Given instruction
Transcribe all records exactly.

Entries shown
--- begin ---

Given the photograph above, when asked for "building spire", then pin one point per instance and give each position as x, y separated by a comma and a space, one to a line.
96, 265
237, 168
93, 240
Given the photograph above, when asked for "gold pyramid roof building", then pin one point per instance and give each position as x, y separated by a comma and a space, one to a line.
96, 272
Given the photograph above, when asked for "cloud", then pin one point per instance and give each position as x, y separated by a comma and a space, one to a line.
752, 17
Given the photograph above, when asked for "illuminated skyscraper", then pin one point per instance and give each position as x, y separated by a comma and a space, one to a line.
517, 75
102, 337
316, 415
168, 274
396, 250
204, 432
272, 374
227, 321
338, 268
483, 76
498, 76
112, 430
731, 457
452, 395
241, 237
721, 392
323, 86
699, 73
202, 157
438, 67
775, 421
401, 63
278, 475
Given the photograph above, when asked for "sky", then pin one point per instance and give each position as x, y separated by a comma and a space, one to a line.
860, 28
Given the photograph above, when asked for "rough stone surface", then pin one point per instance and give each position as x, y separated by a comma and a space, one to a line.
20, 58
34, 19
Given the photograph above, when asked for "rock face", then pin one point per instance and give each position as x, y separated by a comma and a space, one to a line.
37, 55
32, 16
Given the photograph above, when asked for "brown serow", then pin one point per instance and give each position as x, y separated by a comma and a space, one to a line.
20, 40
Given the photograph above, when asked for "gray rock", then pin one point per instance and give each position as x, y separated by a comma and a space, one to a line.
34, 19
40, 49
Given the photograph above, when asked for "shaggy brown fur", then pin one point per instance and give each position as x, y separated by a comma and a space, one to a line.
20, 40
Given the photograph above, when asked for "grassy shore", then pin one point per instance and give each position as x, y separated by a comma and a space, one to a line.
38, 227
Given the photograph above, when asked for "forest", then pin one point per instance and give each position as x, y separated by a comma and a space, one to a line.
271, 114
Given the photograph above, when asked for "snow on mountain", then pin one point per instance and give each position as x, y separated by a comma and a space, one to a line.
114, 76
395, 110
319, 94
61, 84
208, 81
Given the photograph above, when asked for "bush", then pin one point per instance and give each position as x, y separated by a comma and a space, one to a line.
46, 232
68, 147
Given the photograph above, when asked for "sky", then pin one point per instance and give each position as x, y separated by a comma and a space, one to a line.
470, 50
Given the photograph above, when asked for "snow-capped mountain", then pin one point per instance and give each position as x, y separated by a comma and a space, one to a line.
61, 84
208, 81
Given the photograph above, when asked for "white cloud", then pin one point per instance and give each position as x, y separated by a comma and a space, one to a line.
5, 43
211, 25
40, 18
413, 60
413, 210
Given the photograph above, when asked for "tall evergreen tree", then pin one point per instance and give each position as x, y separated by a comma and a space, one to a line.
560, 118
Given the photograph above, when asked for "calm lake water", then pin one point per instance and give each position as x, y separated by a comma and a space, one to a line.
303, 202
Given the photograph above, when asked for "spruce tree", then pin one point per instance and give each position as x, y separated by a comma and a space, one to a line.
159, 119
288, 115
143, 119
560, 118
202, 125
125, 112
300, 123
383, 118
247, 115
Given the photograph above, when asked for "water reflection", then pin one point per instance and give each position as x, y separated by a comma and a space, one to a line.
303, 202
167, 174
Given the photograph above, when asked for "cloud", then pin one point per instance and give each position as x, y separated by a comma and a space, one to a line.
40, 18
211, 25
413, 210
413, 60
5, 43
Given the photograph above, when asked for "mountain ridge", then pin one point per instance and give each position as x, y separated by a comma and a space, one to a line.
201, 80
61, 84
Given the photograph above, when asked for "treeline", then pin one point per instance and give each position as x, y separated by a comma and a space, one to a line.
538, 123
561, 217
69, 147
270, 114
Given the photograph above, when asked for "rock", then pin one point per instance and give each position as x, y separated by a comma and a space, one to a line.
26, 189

--- end ---

Exercise response
Given the photograph above, when asked for "building spire", then pin one point per instance and give each position as x, y separated by a comma and a space, one to a line.
96, 265
237, 168
93, 240
Given the photograph above, when asked for "gold pyramid roof building", then pin one point per instance and give each position as x, y separated by a comma and a space, one to a line.
96, 272
Given the photograph above, when asked for "cloud", then pin one point per instance and give each position as x, y separated by a comma and a space, one to a line.
752, 17
Given the photograph above, when asked for "illuminated skyscraper", then pin one point per instance and give each position as x, y separated by a comma and a space, one to a line.
517, 75
102, 337
316, 415
168, 274
396, 250
204, 432
272, 374
227, 321
338, 268
483, 76
498, 76
112, 430
731, 457
452, 395
241, 237
721, 392
323, 86
699, 73
202, 157
438, 67
775, 421
401, 63
278, 475
Given the photograph above, when asked for "sky", then pin one point per instance and give each position as x, y separated by a comma and a space, one to a line.
860, 28
Given the photograph above, when asked for "rough stone surface", then pin one point per instance and give each position as x, y separated by a comma and a space, one to a line.
20, 58
34, 19
Given the photograph above, when asked for "rock face", then pin one point per instance and give each position as x, y separated by a comma and a space, one to a line.
37, 55
32, 16
Given the photograph above, when asked for "brown serow", then pin one point per instance and give each position as x, y separated by a comma and a space, one to a line.
20, 40
Given the photograph above, when asked for "gray rock", then pin one point per instance and give each position as x, y separated by a comma and a space, one to a line.
34, 19
40, 49
Given the photograph above, when asked for "shaggy brown fur", then pin one point per instance and give each position as x, y separated by a comma and a space, one to a line.
20, 40
Given the photograph above, when asked for "grassy shore", then pin one point per instance and give each position as x, y separated by a comma and a space, one to a line.
38, 227
Given the photograph above, when asked for "forest", then pin one point per instance and give each position as x, y separated by a comma and a space, one to a line.
271, 114
Given the photograph above, when asked for "snow on mountain", then pin one point per instance and give each position as x, y separated by a comma and a space, one to a line.
114, 76
395, 110
319, 94
61, 84
208, 81
Given the photograph above, when asked for "bush", then pin one point per instance and give each position as x, y separated by a comma and a space, one to a line.
46, 232
68, 147
Given the photograph above, when asked for "sky", then pin one point per instance and give each position as x, y separated by a comma and a space, one to a line.
470, 50
Given the photograph above, when asked for "snow-capped mountain", then pin one point per instance and give each position as x, y separated by a comma and a space, one to a line.
61, 84
208, 81
Given the photograph above, when asked for "white cloud", then pin one point per instance and give each position as x, y separated by a comma and a space, one to a line.
5, 43
211, 25
40, 18
413, 60
413, 210
Given the photograph above, when asked for "tall evergreen tree", then pin one point per instance and give each position as x, y separated by a comma and a space, one to a line.
560, 118
Given the photograph above, when asked for "calm lake water", then pin one point per instance and give each position as x, y separated by a comma and a space, one to a line.
303, 202
Given the photograph above, when asked for "spruce tree", then pin one point per instance and give each position as x, y separated by a comma and a space, one to a line.
159, 119
288, 115
143, 119
560, 118
202, 125
125, 112
300, 123
383, 118
247, 115
Given the photograph above, when asked for "water reflection", then pin one point per instance and give each position as x, y separated by a comma and a space, one to a line.
303, 202
167, 174
Given the photograph above, when asked for "cloud", then pin one point per instance and give each position as x, y separated by a comma and a space, one to a line.
40, 18
211, 25
413, 210
413, 60
5, 43
Given the photograph above, when asked for "mountain ridge", then pin one point per instance and give each position as x, y separated by a comma and a space, one to a line.
201, 80
61, 84
Given the photograph above, when asked for "treeline", then pin one point per instance and give each position as x, y separated by a comma and a space, one to a line.
538, 123
561, 217
69, 147
270, 114
Given the photograph above, when asked for "rock", then pin one point per instance and give each position as x, y separated by a comma and a space, one to a line.
26, 189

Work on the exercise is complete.